### GIVEN TASK A
In the article below on the Frydenberg interview, what was the deficit at the end of October according to the Finance Department?
### GIVEN TASK B
Carry on the article about the Frydenberg interview from the point where it stops.

### EXTRACT PROVIDED
↓

Fran Kelly’s recent interview with Josh Frydenberg completely failed to challenge the Treasurer on critical issues. Alan Austin has simmered down just enough to file this report.
WHEN JOSH met Fran on Sunday’s Insiders on ABC TV, viewers were entitled to answers about Australia’s failing economy. While every other well-managed economy is advancing, Australia is lagging further and further behind. On top of this, Westpac Bank has just been accused by Australia’s financial intelligence agency of horrific crimes on a massive scale.
Corporate crime and punishment
The program started promisingly enough with a clip from former ACCC chairman, Alan Fels, calling for urgent law reform following the revelations about Westpac’s breaches of money laundering laws:
“They need to look at making some of this behaviour criminal, and even the possibility of gaol sentences ... A bank can afford to pay out five, even ten, billion. It will hurt them, hurt them a lot. But the criminal thing and the action against individuals, that really bites.”
Kelly followed that opening clip with a gentle softball lob to Treasurer Josh Frydenberg:
“The Prime Minister has said the Westpac board has to be accountable for breaches. What does accountability look like?”
Frydenberg agreed these were “serious issues” and there must be accountability. But, no, there would be no gaol for the criminals or any other sanction which might actually deter, let alone punish. Not under this Government.
He declined even to support sacking the offenders:
“Decisions about who are on boards are matters for shareholders, and who are on executive teams are matters for boards.”
The economy
Kelly demonstrated, not for the first time, that the ABC will not challenge the Coalition’s fiscal falsehoods.
In response to her first question, Frydenberg said:
When we came to government, unemployment was 5.7%. Today it’s 5.3%. We have a record number of Australians in jobs. We have just produced the first current account surplus since 1975 ... the budget is back in balance, already delivered, for the first time in 11 years. And we’re going to deliver a surplus. That means paying down Labor’s debt. Right now we have an interest bill of around $19 billion a year ...
So what we need to do is build the resilience of the Australian economy and face those domestic and global economic headwinds that all countries are facing, particularly the trade tensions.
More than six hypocrisies and falsehoods were embedded in that brief spiel. Kelly challenged none of them.
Jobless rate
Yes, unemployment was 5.7% in 2013. But that was near the end of a global recession. That ranked eighth in the Organisation for Economic Cooperation and Development (OECD). Today it is 5.3% which ranks 21st, as we saw here last week. Australia’s performance on job creation is now the lowest it has ever been relative to the rest of the world.
Budget back in balance
No, it isn’t. Data from the Finance Department last Friday shows the deficit at the end of October was $14.7 billion. It projects a surplus next June. Seven months away.
Federal government debt
Labor left modest gross debt of just $271.7 billion. The Coalition not only doubled that in a shorter time but has doubled all debt incurred by all governments since 1854. The increase since the Coalition came to office has been the second-worst in the OECD, after only Chile.
Interest bill
Yes, interest on the debt is high and is diverted from urgent needs. But more than half of this is due to the Coalition stacking on debt over the last six years while most well-managed economies have reduced theirs.

↑

(Stored data)
↓

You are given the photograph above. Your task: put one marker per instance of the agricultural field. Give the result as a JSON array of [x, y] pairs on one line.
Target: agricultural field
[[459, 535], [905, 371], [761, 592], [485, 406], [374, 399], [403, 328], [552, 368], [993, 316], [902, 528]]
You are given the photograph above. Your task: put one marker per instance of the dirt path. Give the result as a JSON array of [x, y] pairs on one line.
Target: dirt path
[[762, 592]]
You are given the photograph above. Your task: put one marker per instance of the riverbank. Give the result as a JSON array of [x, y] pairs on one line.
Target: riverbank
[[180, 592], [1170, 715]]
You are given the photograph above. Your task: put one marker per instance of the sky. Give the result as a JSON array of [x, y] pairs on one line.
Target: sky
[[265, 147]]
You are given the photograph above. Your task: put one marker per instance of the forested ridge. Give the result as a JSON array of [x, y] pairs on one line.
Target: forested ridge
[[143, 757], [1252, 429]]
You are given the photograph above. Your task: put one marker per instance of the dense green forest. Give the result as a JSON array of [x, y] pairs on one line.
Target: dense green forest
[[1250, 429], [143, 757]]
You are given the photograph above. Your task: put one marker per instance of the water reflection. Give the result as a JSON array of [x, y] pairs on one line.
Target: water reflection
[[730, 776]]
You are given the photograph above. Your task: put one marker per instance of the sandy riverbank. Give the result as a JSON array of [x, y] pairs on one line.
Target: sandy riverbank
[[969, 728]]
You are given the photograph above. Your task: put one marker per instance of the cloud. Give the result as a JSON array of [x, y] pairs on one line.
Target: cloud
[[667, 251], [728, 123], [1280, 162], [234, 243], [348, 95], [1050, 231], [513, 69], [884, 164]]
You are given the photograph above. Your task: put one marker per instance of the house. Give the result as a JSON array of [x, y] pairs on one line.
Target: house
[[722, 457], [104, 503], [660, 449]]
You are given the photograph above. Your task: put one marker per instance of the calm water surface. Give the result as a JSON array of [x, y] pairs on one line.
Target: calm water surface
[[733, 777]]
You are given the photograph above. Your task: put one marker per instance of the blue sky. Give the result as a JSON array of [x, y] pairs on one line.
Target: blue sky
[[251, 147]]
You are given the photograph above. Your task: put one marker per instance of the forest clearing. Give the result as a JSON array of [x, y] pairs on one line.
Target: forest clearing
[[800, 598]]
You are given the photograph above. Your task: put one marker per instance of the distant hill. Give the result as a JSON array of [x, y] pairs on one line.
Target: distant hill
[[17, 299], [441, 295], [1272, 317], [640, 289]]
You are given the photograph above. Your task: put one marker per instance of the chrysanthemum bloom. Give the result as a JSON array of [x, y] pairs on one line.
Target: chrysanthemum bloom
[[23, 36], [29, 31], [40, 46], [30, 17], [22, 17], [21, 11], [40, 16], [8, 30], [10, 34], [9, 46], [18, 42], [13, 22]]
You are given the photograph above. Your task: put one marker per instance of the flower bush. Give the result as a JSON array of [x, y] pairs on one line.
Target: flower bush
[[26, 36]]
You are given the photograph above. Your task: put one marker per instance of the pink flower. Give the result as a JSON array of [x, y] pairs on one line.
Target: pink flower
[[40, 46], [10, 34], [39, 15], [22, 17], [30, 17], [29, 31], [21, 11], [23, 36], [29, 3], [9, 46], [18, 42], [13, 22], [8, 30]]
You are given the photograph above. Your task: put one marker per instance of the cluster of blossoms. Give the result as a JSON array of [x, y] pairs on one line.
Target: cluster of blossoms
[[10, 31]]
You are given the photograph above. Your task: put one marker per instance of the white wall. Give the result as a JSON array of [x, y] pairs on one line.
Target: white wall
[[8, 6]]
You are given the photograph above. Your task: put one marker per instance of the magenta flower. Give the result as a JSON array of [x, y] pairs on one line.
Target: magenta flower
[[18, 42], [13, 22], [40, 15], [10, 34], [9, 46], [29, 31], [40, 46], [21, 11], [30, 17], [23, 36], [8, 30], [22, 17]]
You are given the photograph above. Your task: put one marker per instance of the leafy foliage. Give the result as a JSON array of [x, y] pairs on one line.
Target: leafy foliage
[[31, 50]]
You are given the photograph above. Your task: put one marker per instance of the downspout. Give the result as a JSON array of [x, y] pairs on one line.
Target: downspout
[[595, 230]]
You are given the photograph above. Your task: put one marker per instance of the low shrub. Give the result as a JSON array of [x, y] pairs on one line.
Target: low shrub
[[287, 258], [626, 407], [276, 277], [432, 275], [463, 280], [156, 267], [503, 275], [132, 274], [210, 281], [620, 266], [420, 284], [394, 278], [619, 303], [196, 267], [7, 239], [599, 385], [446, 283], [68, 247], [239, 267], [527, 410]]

↑

### EXERCISE RESPONSE A
$14.7 billion.

### EXERCISE RESPONSE B
Global economic headwinds
There are no global headwinds. The world is in a strong upswing in jobs, economic growth, wages, corporate profits and government revenue.
Here’s an illustration. What do these twenty countries have in common? Germany, Japan, Norway, Singapore, Netherlands, Hungary, Thailand, Taiwan, Israel, Latvia, Azerbaijan, Russia, Armenia, Vietnam, Philippines, Kazakhstan, Chile, Nigeria, Colombia and Peru.
In the last few days, all have released figures on annual growth in gross domestic product (GDP) for the September quarter. The average is a healthy 3.19%. All recorded higher growth for September than for the June quarter. All but three have jobless rates lower than Australia’s. Only Nigeria is still struggling to reduce unemployment.
If there are no global headwinds facing these economies – and the others yet to report their September data – then there are none for Australia either. Fran Kelly really should know this.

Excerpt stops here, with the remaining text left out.